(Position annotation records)
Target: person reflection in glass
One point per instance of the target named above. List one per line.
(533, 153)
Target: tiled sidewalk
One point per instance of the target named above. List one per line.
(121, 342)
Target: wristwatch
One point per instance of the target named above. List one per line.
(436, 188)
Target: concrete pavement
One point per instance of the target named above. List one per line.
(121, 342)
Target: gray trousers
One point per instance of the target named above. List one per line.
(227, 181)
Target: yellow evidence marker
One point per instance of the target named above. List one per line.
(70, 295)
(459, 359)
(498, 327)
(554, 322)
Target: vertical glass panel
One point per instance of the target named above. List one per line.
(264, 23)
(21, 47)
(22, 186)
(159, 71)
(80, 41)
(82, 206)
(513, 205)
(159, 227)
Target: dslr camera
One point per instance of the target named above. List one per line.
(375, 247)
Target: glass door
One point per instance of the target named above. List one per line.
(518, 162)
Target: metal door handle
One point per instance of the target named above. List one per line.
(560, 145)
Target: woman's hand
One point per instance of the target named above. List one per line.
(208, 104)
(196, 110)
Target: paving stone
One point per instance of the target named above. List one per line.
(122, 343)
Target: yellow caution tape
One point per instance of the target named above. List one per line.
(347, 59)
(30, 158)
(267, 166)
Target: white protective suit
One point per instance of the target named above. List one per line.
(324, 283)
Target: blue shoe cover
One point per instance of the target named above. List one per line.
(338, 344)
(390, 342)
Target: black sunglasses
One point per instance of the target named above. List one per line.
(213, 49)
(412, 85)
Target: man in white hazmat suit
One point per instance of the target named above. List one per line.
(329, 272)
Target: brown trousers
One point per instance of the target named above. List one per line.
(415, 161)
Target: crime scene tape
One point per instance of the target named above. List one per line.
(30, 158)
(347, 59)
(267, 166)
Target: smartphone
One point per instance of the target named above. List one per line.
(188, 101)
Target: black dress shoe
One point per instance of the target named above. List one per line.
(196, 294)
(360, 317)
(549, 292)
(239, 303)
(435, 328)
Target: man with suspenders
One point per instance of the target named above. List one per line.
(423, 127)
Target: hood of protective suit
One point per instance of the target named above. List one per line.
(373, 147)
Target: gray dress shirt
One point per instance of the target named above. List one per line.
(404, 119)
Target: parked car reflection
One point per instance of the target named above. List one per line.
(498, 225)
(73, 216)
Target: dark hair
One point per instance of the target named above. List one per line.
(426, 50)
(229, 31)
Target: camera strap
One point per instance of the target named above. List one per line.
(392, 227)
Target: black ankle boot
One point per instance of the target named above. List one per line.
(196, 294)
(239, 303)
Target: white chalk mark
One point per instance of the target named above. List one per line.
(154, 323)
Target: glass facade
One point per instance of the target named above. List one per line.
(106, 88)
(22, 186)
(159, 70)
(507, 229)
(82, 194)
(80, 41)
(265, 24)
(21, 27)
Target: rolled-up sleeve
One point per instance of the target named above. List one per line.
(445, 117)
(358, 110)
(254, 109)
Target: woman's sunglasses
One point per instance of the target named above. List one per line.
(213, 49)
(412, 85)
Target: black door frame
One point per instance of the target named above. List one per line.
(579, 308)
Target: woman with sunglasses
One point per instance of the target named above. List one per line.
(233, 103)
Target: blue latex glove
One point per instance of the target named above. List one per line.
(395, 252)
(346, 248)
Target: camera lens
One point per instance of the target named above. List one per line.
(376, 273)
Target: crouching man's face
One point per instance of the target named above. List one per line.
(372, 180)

* [Problem details]:
Set out exactly the run of lines that begins at the line holding "Target: white chalk mark" and ends at the last line of the data.

* [Written response]:
Target: white chalk mark
One point per instance of the target named above. List one per line.
(154, 323)
Target: glass facade
One point per instance of the target named above. List one per line.
(106, 88)
(22, 186)
(159, 70)
(507, 229)
(82, 194)
(80, 41)
(265, 24)
(21, 27)
Target: rolled-up sleeve
One point per instance of the target named above. List one per line.
(445, 117)
(358, 110)
(254, 109)
Target: woman's sunglasses
One point per instance of the target named above. List one per line.
(213, 49)
(412, 85)
Target: black door frame
One point per instance of the target named above. List one per line.
(579, 308)
Target: woman with sunglasses
One point per instance of the target named above. List one per line.
(233, 103)
Target: blue latex glove
One point per instance of the target named above. List one per line.
(395, 252)
(346, 248)
Target: camera lens
One point per instance of the target named above. List one per line.
(376, 273)
Target: crouching man's face
One point per instance of the target named above. List one per line.
(372, 180)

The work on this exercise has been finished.